§ Schriftlicher Auftrag 1: Finde in den Datensätzen weiter unten jede Zeile, in der das Wort „body“ vorkommt, und gib diese Zeilen unverändert wieder. Groß- und Kleinschreibung müssen dabei übereinstimmen.

Nach 25 Jahren an der Spitze seines Geschäfts fasste Jean-Paul Haspot im Jahr 2004 den Entschluss, seine Firma zu verkaufen. Doch, die Geschäftsideen potentieller Käufer gefielen ihm nicht. Monsieur Haspot wählte daher die Gründung einer SCOP nach französischem Recht, einer Art Genossenschaft. Sein ehemaliger Produktionsleiter ist heute Leiter des Unternehmens. “Ich musste einen neuen Chef suchen, nur so konnte eine Übernahme gelingen. Ich habe ein Drittel der Übergabekosten selbst übernommen”, so Altbesitzer Jean-Paul Haspot.
Damals stimmten 80 Prozent der Angestellten der Überführung in eine Kooperative zu. Jeder Beschäftigte zeichnete Anteile von mindestens 1500 Euro. Zweieinhalb Jahre blieb Monsieur Haspot noch im Unternehmen, um alles in die richtigen Bahnen zu leiden. Dann wage er den Rückzug. Sein Nachfolger Loïck Anger leitet heute die Genossenschaft. “Dem Unternehmen ging es gut. Und seit der Übernahme konnten wir unseren Umsatz verdoppeln. Heute machen wir etwa 10 Millionen Euro im Jahr. Auch die Zahl der Angestellten hat sich verdoppelt auf einhundert Mitarbeiter. Und all das mitten in der Krise”, weiß Anger. Monsieur Haspots Unternehmen hat unter der Selbstverwaltung durch die Mitarbeiter nicht gelitten. Im Gegenteil. Die Genossenschaft wird durch einen Vorstand geführt. Dessen Entscheidungen müssen vom Verwaltungsrat abgesegnet werden.

§ Datensatz:
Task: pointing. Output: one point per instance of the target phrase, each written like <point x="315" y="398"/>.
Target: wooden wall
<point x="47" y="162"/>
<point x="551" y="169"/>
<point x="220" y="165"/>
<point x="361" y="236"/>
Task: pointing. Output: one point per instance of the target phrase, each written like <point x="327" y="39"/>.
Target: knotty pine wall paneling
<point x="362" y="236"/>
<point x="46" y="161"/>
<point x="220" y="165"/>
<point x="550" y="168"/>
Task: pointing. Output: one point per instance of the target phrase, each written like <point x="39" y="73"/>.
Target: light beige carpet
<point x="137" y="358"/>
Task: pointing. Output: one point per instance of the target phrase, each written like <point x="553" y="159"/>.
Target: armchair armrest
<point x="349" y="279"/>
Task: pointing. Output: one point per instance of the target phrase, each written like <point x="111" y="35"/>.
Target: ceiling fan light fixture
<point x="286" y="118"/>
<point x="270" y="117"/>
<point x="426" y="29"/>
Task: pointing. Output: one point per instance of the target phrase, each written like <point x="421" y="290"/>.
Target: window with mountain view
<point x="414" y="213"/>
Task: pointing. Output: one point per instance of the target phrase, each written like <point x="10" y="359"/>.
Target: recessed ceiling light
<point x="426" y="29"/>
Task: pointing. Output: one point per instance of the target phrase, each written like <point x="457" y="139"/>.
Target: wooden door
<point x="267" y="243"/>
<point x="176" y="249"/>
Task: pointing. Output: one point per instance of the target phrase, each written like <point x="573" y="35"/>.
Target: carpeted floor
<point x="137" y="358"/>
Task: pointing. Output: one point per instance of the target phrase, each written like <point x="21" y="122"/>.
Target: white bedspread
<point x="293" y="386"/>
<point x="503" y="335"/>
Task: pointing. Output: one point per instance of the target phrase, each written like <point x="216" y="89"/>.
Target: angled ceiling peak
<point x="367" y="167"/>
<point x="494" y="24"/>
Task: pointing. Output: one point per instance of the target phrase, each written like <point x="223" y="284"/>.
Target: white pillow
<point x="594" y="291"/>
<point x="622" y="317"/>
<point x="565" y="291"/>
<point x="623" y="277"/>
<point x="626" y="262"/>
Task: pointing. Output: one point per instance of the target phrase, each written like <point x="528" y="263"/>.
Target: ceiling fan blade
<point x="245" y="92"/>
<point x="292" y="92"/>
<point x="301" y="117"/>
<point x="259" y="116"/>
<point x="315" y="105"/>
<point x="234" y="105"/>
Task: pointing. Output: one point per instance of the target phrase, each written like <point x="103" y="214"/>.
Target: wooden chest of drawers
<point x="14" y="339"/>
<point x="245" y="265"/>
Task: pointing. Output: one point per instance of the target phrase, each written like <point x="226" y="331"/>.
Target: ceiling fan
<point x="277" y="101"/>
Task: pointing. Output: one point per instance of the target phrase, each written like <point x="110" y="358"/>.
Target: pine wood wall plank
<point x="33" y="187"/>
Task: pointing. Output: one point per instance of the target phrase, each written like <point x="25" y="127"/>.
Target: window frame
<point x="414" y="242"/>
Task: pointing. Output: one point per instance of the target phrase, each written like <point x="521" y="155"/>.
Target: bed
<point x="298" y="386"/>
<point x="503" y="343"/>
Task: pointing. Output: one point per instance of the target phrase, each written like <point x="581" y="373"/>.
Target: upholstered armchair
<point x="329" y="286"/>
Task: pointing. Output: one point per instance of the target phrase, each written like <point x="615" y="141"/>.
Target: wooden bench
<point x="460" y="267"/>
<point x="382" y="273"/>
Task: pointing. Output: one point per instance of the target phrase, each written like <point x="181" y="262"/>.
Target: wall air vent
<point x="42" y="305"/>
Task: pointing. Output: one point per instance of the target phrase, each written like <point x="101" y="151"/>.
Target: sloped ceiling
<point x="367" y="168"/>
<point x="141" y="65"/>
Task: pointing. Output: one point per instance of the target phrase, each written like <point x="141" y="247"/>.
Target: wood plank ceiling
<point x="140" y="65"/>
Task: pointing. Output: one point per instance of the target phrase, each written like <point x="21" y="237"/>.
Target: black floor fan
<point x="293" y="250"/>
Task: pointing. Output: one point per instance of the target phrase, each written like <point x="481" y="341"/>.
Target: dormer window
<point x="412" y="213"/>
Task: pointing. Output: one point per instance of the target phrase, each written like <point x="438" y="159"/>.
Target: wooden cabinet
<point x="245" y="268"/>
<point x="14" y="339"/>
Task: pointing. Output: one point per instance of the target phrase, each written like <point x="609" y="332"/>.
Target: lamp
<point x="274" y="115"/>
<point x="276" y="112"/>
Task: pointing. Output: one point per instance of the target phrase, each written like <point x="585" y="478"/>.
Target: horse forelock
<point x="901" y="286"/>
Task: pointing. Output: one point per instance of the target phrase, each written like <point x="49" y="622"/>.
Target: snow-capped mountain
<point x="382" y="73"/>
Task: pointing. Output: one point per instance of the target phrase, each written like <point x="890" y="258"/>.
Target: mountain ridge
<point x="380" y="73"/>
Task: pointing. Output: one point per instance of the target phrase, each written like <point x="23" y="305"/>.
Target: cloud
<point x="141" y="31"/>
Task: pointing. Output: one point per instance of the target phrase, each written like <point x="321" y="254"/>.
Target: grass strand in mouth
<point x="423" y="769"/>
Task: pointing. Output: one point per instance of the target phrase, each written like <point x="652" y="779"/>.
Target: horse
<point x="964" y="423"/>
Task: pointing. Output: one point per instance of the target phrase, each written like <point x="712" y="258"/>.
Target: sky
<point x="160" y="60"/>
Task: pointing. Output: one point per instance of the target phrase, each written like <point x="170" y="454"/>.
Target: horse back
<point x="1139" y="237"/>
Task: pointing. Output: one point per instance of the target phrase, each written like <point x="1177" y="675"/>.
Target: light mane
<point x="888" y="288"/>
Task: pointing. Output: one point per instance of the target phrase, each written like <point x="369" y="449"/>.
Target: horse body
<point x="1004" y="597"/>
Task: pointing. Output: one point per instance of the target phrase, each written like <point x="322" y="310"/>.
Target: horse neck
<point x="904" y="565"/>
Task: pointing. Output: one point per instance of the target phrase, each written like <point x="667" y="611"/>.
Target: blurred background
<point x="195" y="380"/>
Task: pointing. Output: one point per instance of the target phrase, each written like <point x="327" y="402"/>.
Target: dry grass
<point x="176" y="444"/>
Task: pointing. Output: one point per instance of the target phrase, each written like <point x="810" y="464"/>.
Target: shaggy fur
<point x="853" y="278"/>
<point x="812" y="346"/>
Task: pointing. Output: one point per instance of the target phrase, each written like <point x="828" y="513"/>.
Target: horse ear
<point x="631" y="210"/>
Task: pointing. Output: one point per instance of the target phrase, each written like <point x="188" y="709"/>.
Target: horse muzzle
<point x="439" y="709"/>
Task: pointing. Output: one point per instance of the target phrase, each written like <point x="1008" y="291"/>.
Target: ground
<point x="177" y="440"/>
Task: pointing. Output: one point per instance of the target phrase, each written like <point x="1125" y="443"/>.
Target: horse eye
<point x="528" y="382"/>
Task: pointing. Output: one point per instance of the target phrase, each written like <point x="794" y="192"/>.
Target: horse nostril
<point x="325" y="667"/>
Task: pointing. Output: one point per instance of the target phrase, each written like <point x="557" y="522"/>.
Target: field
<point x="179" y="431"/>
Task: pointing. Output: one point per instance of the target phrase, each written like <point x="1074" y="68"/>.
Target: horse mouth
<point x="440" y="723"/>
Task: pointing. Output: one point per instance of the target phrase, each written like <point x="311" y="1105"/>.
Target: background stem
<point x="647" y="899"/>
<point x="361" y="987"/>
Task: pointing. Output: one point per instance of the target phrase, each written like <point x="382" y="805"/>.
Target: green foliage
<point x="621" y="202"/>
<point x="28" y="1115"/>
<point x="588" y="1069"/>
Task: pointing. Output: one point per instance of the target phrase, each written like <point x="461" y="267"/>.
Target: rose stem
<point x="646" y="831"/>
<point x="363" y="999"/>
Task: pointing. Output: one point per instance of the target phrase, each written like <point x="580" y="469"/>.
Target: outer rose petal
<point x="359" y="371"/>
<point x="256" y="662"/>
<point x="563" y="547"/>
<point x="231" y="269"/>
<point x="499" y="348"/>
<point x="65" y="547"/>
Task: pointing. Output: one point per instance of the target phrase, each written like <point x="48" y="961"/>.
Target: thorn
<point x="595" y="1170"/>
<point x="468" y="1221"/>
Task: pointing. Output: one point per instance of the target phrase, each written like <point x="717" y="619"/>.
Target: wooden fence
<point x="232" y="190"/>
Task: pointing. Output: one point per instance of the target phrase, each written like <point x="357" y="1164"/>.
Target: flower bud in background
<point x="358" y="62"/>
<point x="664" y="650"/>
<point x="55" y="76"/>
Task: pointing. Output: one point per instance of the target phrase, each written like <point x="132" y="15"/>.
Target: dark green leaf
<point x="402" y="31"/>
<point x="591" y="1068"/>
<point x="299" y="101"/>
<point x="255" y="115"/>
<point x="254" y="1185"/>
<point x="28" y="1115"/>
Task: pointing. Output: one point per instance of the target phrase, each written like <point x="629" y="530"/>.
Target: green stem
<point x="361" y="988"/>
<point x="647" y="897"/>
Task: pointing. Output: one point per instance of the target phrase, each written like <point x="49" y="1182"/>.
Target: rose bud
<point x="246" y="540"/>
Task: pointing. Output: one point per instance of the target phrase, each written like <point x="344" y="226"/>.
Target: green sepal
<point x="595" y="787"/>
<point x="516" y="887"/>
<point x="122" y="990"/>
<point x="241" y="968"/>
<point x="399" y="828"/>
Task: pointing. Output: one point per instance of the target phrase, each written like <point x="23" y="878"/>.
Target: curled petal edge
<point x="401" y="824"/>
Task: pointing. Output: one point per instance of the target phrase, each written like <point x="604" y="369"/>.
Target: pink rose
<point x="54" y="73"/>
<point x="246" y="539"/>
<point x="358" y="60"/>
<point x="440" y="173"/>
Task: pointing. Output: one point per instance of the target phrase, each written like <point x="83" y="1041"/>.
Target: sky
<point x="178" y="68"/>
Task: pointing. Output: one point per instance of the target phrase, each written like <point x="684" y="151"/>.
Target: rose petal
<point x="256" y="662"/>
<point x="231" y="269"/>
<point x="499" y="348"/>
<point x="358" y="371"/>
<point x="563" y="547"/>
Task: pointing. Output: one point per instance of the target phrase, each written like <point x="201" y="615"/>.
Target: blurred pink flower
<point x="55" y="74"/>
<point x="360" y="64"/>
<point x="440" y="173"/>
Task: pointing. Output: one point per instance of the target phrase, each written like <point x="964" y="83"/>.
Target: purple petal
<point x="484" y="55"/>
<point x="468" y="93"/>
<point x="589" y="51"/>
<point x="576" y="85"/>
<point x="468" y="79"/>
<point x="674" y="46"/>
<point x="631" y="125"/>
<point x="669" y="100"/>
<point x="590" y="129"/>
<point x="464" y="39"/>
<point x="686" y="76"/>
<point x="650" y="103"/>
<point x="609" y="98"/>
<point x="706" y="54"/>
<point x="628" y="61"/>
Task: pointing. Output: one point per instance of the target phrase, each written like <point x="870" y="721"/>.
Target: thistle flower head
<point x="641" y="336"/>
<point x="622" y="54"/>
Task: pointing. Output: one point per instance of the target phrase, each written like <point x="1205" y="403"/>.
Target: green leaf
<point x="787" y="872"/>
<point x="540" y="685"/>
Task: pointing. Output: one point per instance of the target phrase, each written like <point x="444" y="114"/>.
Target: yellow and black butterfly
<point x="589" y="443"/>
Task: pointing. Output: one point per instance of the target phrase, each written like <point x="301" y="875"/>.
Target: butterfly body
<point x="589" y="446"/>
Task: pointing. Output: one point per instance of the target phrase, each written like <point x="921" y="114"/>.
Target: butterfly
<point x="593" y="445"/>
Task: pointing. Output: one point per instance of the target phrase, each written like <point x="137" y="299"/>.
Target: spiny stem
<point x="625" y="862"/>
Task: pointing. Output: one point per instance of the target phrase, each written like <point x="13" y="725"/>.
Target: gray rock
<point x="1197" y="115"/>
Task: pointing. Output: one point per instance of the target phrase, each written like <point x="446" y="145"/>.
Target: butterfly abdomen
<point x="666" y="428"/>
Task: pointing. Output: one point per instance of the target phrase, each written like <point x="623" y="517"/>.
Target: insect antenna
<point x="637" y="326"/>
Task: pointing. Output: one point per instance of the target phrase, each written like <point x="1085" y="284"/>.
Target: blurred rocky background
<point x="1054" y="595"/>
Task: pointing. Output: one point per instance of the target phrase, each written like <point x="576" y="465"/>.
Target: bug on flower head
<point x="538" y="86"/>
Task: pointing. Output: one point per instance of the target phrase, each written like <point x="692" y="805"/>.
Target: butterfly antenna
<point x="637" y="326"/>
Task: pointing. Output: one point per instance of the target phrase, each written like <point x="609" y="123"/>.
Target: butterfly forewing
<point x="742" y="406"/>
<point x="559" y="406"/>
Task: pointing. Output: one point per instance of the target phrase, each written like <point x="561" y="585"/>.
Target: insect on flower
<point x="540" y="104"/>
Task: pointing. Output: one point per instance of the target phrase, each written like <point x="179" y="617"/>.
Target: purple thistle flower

§ Schriftlicher Auftrag 2: Erkläre in ein bis drei Sätzen anhand des Auszugs weiter oben, warum Jean-Paul Haspot sich für die Gründung einer SCOP entschied.

§ Richtige Ausgabe 1:
Target: horse body
Target: butterfly body

§ Richtige Ausgabe 2: Jean-Paul Haspot wollte seine Firma im Jahr 2004 nach 25 Jahren an der Spitze verkaufen, doch die Geschäftsideen potentieller Käufer gefielen ihm nicht. Deshalb wählte er die Gründung einer SCOP nach französischem Recht, einer Art Genossenschaft.